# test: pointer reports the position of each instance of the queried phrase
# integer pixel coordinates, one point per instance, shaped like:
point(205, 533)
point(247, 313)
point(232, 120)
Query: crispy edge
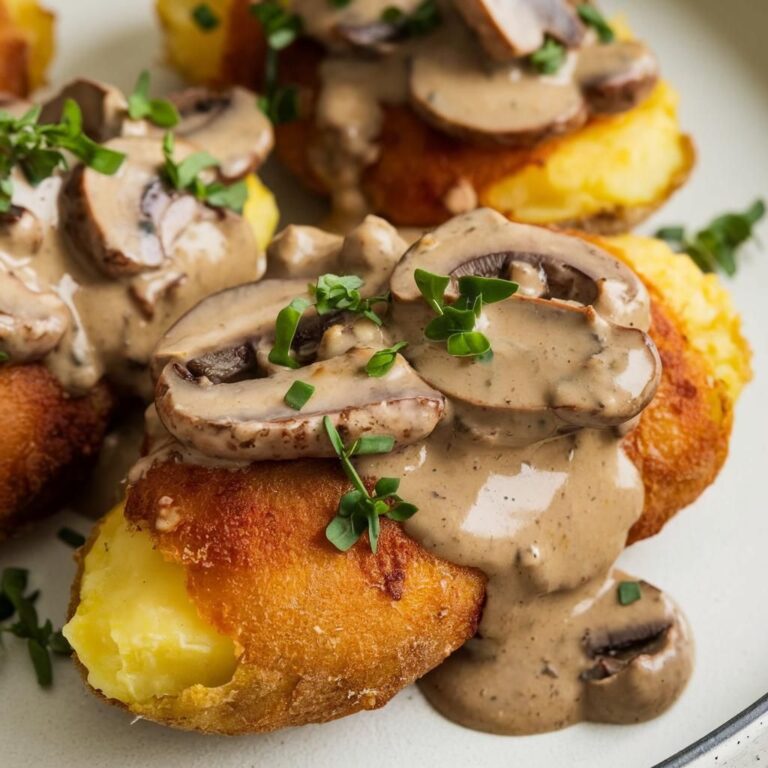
point(321, 634)
point(49, 442)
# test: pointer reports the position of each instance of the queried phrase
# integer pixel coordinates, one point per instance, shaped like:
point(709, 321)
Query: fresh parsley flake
point(549, 58)
point(298, 395)
point(715, 247)
point(628, 592)
point(38, 150)
point(161, 112)
point(360, 511)
point(205, 17)
point(185, 177)
point(455, 323)
point(41, 639)
point(592, 17)
point(381, 362)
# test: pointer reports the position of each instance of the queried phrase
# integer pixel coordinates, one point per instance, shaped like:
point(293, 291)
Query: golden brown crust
point(323, 634)
point(49, 440)
point(681, 441)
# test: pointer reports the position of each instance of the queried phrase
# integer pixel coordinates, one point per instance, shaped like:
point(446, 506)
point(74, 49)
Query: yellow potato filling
point(701, 303)
point(610, 162)
point(136, 629)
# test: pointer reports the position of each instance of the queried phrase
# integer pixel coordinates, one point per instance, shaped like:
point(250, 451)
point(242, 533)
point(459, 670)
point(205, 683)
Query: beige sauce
point(456, 79)
point(105, 269)
point(543, 511)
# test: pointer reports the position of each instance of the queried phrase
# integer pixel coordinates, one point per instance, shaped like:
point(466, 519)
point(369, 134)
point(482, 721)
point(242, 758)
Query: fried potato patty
point(317, 634)
point(682, 439)
point(49, 441)
point(605, 177)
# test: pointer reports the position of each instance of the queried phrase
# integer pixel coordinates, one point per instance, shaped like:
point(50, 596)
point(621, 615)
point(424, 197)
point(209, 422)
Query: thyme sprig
point(359, 510)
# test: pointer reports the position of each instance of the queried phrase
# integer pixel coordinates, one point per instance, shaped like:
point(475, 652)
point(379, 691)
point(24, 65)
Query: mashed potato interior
point(611, 163)
point(136, 630)
point(260, 210)
point(701, 303)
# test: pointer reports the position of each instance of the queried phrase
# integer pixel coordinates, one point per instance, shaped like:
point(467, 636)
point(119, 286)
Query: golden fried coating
point(681, 442)
point(26, 45)
point(605, 177)
point(49, 440)
point(320, 634)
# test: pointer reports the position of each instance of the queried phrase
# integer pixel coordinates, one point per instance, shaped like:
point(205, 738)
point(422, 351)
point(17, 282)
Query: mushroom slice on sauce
point(225, 321)
point(454, 88)
point(558, 363)
point(508, 29)
point(32, 323)
point(249, 420)
point(104, 108)
point(644, 646)
point(228, 124)
point(131, 222)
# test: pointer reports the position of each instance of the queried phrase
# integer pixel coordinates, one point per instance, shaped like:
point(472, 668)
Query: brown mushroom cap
point(511, 104)
point(508, 29)
point(249, 420)
point(228, 124)
point(131, 222)
point(104, 107)
point(558, 363)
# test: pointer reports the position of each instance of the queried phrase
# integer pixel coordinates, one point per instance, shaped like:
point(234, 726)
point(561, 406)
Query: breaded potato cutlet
point(50, 439)
point(605, 177)
point(284, 630)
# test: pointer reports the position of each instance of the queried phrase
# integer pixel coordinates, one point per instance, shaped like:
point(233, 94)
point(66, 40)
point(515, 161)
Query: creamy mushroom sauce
point(94, 268)
point(516, 464)
point(470, 78)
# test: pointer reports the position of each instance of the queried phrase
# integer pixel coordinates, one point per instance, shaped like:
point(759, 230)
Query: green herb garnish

□ □ □ □ □ □ □

■ **TASK INSTRUCTIONS**
Return an exact transcription of the material, with its pictures left out.

■ **SOLVED EXERCISE**
# test: pointer reports the position of each instance of the queried phrase
# integer pixel coordinates, one point per instance, shaped like:
point(205, 533)
point(247, 313)
point(232, 120)
Query: crispy edge
point(321, 634)
point(49, 442)
# test: pointer reports the position of each instance of the queried phrase
# integer pixel coordinates, one point per instance, shaped like:
point(709, 321)
Query: fresh parsley flake
point(549, 58)
point(298, 395)
point(715, 247)
point(628, 592)
point(38, 150)
point(161, 112)
point(360, 511)
point(205, 17)
point(185, 177)
point(455, 323)
point(41, 639)
point(592, 17)
point(381, 362)
# test: pointer reports the position of each instance of the queried phrase
# integer pixel coordinates, one point per instance, shaped like:
point(293, 291)
Query: golden brown crust
point(323, 634)
point(49, 440)
point(681, 441)
# test: pointer reports the position of each instance of the queried phrase
# integer pixel coordinates, one point per instance, shaped like:
point(446, 506)
point(74, 49)
Query: yellow potato filling
point(701, 303)
point(610, 162)
point(136, 629)
# test: pointer reports the position of each instance of the queried phrase
# integer pixel coordinates, one point per instance, shaped like:
point(250, 451)
point(242, 533)
point(459, 670)
point(205, 683)
Query: beige sauce
point(456, 79)
point(105, 269)
point(543, 511)
# test: pointer reports the position of each instance of the queried phrase
# integer pixel coordinates, one point per instance, shaped like:
point(466, 519)
point(369, 134)
point(482, 721)
point(242, 758)
Query: fried potato patty
point(317, 634)
point(682, 439)
point(49, 441)
point(605, 177)
# test: pointer reports the position of each instance of the queried phrase
# integer pixel coordinates, one point per instance, shaped like:
point(50, 596)
point(621, 615)
point(424, 197)
point(209, 422)
Query: thyme sprig
point(359, 510)
# test: pointer reports the position of each instance of the queried phrase
# integer pixel coordinates, one point per instance, shaped like:
point(475, 652)
point(379, 691)
point(24, 65)
Query: mashed potato interior
point(611, 163)
point(136, 630)
point(260, 210)
point(701, 303)
# test: pointer reports the position of each instance of the queried phrase
# integer pixel coordinates, one point per instance, shaped like:
point(467, 636)
point(119, 286)
Query: golden fried coating
point(681, 442)
point(26, 45)
point(605, 177)
point(49, 440)
point(320, 634)
# test: pointer reports the position of each instance of the queried phrase
# integer pixel coordinates, one point per instance, shaped like:
point(205, 738)
point(422, 351)
point(17, 282)
Query: mushroom slice on sauce
point(225, 321)
point(454, 88)
point(558, 363)
point(508, 29)
point(32, 323)
point(249, 420)
point(104, 108)
point(644, 646)
point(228, 124)
point(131, 222)
# test: pointer reports the position of each instance of the queried phrase
# integer pixel coordinates, one point per instance, shaped like:
point(472, 668)
Query: brown mushroom cap
point(511, 104)
point(508, 29)
point(249, 420)
point(228, 124)
point(131, 222)
point(104, 107)
point(558, 363)
# test: pointer reports the position of each instance of the queried phrase
# integer pixel coordinates, one point per instance, shaped like:
point(234, 726)
point(561, 406)
Query: breaded potato cutlet
point(50, 439)
point(605, 177)
point(284, 630)
# test: pointer reports the position of each instance of the queried phrase
# integer pixel coordinates, one point per instance, shaped like:
point(233, 94)
point(66, 40)
point(515, 161)
Query: creamy mushroom sauce
point(94, 268)
point(516, 464)
point(470, 78)
# test: pointer reports the position of each instance of the queried phrase
# integer pixel coordinates, one point per instance, shaped like:
point(759, 230)
Query: green herb garnish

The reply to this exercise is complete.